Text:
▬▬▬▬▬▬▬▬▬▬
Thomas J. Howlett, Bodman PLC, Detroit, MI, Elizabeth Brannen Carter, Pamela Beard Slate, Hill Hill Carter Franco Cole & Black, P.C., Montgomery, AL, for Plaintiffs.
George G. Gordon, John P. McClam, Dechert LLP, Philadelphia, PA, John R. Trentacosta, Leah R. Imbrogno, Foley & Lardner LLP, Detroit, MI, for Defendant Endo Pharmaceuticals Inc.
Stephanie E. Niehaus, Squire Patton Boggs (US) LLP, New York, NY, David S. Elkins, Squire Patton Boggs LLP, Palo Alto, CA, Jessica A. Sprovtsoff, Schiff Hardin LLP, Ann Arbor, MI, Joseph Anthony Meckes, Squire Patton Boggs, San Francisco, CA, for Defendant Teikoku Pharma USA, Inc.
David S. Elkins, Squire Patton Boggs LLP, Palo Alto, CA, Jessica A. Sprovtsoff, Schiff Hardin LLP, Ann Arbor, MI, Joseph Anthony Meckes, Squire Patton Boggs, San Francisco, CA, for Defendant Teikoku Seiyaku Co., Ltd.
David E. Plunkett, Williams, Williams, Birmingham, MI, for Defendants Allergan PLC, Watson Pharmaceuticals, Inc.
David E. Plunkett, Williams, Williams, Birmingham, MI, Karen Hoffman Lent, Skadden, Arps, Slate, Meagher & Flom LLP, New York, NY, for Defendant Watson Laboratories, Inc.
OPINION AND ORDER GRANTING MOTION TO REMAND
DAVID M. LAWSON, United States District Judge
This case is an outgrowth of a series of antitrust lawsuits in a concluded multidistrict litigation that was pending in the Northern District of California. Several insurers and end users of the drug Lidoderm sued these defendants and others for conspiring to delay the introduction of a cheaper generic version of the medication into the marketplace. In the present case, Blue Cross brought an action in state court for itself and as the claims administrator for its self-funded customers alleging the same harm. However, the basis for these claims is not the Sherman Act, but rather its state-law counterpart, the Michigan Antitrust Reform Act (MARA), Mich. Comp. Laws Ann. §§ 445.771 et seq. The defendants removed the case alleging diversity jurisdiction, since no federal question is raised on the face of the complaint. Blue Cross has moved to remand the case, arguing that the Court must consider the citizenship of its self-funded customers, even though they are not named parties, when determining if there is complete diversity between the plaintiffs and all the defendants. Because of the nature of the alleged harm and the relief sought, the Court agrees that must be done. And because some of the self-funded plan customers share citizenship with some of the defendants, there is no complete diversity between the parties. The motion to remand will be granted and the case will be remanded to the Wayne County, Michigan circuit court.
I.
Plaintiff Blue Cross Blue Shield is a non-profit health care corporation organized under Michigan law with its principal office in Michigan. Plaintiff Blue Care Network is its wholly owned subsidiary. Blue Cross writes health insurance policies that it sells to customers. Those customers pay an annual premium, and when they incur a covered health care expense, they (or their providers) submit a claim and Blue Cross, from its own funds, pays all or a portion of it under its schedule.
▬▬▬▬▬▬▬▬▬▬
Provided data:

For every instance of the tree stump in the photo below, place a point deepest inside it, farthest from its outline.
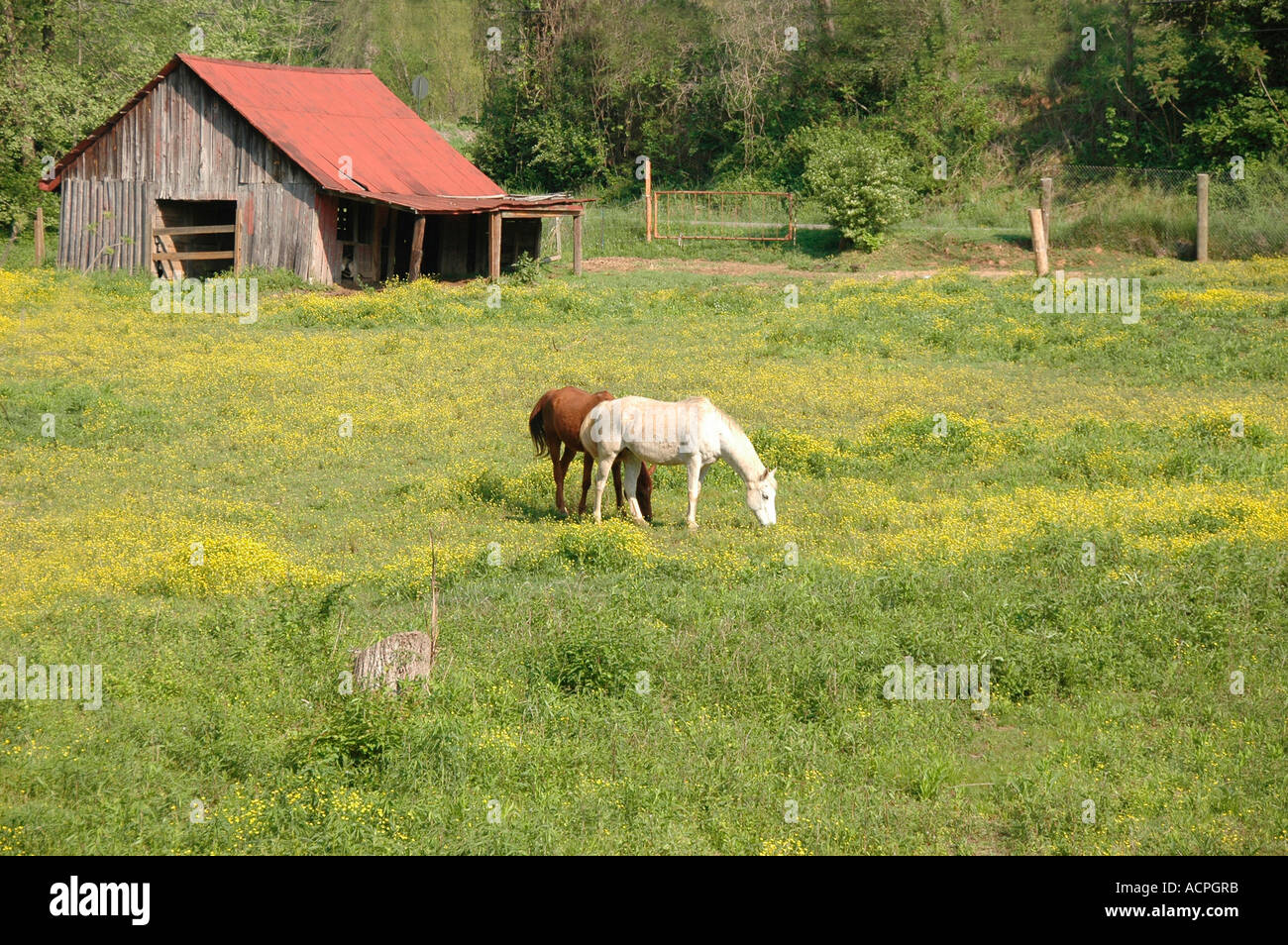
(402, 657)
(395, 660)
▬▬▬▬▬▬▬▬▬▬
Transcribe the court opinion text between "George G. Gordon, John" and "Seiyaku Co., Ltd.", inclusive.

George G. Gordon, John P. McClam, Dechert LLP, Philadelphia, PA, John R. Trentacosta, Leah R. Imbrogno, Foley & Lardner LLP, Detroit, MI, for Defendant Endo Pharmaceuticals Inc.
Stephanie E. Niehaus, Squire Patton Boggs (US) LLP, New York, NY, David S. Elkins, Squire Patton Boggs LLP, Palo Alto, CA, Jessica A. Sprovtsoff, Schiff Hardin LLP, Ann Arbor, MI, Joseph Anthony Meckes, Squire Patton Boggs, San Francisco, CA, for Defendant Teikoku Pharma USA, Inc.
David S. Elkins, Squire Patton Boggs LLP, Palo Alto, CA, Jessica A. Sprovtsoff, Schiff Hardin LLP, Ann Arbor, MI, Joseph Anthony Meckes, Squire Patton Boggs, San Francisco, CA, for Defendant Teikoku Seiyaku Co., Ltd.